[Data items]

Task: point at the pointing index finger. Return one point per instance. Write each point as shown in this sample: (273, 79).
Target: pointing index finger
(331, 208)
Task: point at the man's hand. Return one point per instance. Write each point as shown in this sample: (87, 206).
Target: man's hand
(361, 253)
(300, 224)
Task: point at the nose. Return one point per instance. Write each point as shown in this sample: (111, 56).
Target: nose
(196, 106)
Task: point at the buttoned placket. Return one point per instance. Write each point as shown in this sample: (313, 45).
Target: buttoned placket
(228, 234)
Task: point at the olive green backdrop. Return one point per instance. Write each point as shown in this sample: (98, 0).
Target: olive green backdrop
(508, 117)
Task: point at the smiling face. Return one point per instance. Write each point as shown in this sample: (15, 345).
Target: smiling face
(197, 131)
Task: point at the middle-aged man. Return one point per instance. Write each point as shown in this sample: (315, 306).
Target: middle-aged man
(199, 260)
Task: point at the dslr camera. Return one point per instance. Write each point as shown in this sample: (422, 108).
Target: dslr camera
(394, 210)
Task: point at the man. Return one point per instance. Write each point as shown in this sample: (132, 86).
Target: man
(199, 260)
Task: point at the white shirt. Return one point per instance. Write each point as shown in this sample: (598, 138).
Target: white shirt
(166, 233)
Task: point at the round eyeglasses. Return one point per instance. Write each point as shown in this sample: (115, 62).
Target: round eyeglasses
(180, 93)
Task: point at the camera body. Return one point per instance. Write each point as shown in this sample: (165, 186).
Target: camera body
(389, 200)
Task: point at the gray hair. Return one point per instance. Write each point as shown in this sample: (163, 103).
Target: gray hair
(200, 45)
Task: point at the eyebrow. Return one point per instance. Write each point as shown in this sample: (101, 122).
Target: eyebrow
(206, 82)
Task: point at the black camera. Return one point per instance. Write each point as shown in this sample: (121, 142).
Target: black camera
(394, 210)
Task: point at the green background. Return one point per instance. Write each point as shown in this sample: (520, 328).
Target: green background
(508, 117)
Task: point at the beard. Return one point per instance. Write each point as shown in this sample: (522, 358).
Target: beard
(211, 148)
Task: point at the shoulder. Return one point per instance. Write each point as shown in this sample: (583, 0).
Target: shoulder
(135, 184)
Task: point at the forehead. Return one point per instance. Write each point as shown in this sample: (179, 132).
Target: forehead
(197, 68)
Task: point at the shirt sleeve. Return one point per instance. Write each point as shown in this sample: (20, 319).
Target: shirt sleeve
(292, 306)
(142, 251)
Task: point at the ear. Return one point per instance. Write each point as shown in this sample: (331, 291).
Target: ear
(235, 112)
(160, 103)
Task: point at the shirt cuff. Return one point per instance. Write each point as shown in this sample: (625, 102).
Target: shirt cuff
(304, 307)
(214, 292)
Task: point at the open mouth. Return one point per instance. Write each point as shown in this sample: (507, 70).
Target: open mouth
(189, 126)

What is being asked:
Your reply should be all of the data, returned exactly.

Written reply:
Task: point at the pointing index finger. Return one point per instance. Write each point as shown in this sample: (273, 79).
Target: pointing index finger
(331, 208)
Task: point at the man's hand. Return one point per instance. Write each point as shown in this sample: (87, 206).
Target: man's hand
(361, 253)
(300, 224)
Task: point at the nose. Return one point per instance. Write each point as shown in this sample: (111, 56).
Target: nose
(196, 106)
Task: point at the buttoned placket. Return one point per instance. Write each point as shown in this sample: (313, 45).
Target: buttoned placket
(228, 234)
Task: point at the olive green backdrop. Return one point per instance. Write each point as shown in this sample: (98, 0).
Target: olive green backdrop
(508, 117)
Task: point at the smiling face. Return one point per instance. Write each point as shown in this sample: (15, 345).
Target: smiling face
(197, 131)
Task: point at the middle-aged man. Return one point per instance. Write each point as shown in this sample: (315, 306).
Target: middle-aged man
(199, 260)
Task: point at the dslr camera. Return one point per instance. Write each point as shown in this sample: (422, 108).
Target: dslr camera
(394, 210)
Task: point at the man. Return one point per instance. Write each point as shown in this sample: (132, 86).
Target: man
(199, 260)
Task: point at the white shirt. Return one point per instance. Write each point as shown in this sample: (598, 138).
Target: white shirt
(166, 233)
Task: point at the round eyeglasses. Return one point per instance. Write each point as shown in this sample: (115, 62).
Target: round eyeglasses
(180, 93)
Task: point at the camera body. Return one point per instance. Write each point as shown in this sample: (165, 186).
Target: camera body
(389, 200)
Task: point at the gray hair. Return one point per instance. Write each point as shown in this sample: (163, 103).
Target: gray hair
(200, 45)
Task: point at the eyebrow. Return one point per instance. Write each point as shown in this sample: (101, 122).
Target: eyebrow
(206, 82)
Task: point at the black camera. Return one point per instance. Write each point as shown in this sample: (121, 142).
Target: black camera
(394, 210)
Task: point at the green background. Return one point per instance. Write each point as shown in this sample: (520, 328).
Target: green background
(508, 117)
Task: point at the beard. Return one point per instance. Write each point as shown in this sample: (522, 358).
Target: beard
(211, 148)
Task: point at the shoulder. Return one point per instance. Write each point as shown in this sample: (583, 0).
Target: shoulder
(135, 184)
Task: point at the forehead. Return one point per instance. Write each point as shown in this sample: (179, 132).
Target: forehead
(197, 68)
Task: point at the shirt sleeve. Return one point per instance. Write each point as shown in this sample: (20, 319).
Target: shirt sleeve
(292, 306)
(142, 251)
Task: point at the ear. Return one point per instance. Write each point as shown in this sample: (331, 291).
Target: ear
(235, 112)
(160, 103)
Task: point at the shirt cuff. Return one point per instance. Write each point as shown in this sample: (625, 102).
Target: shirt cuff
(304, 307)
(214, 292)
Task: point at the open mouth. Return one point per instance. Write each point as shown in this sample: (507, 70).
Target: open mouth
(189, 126)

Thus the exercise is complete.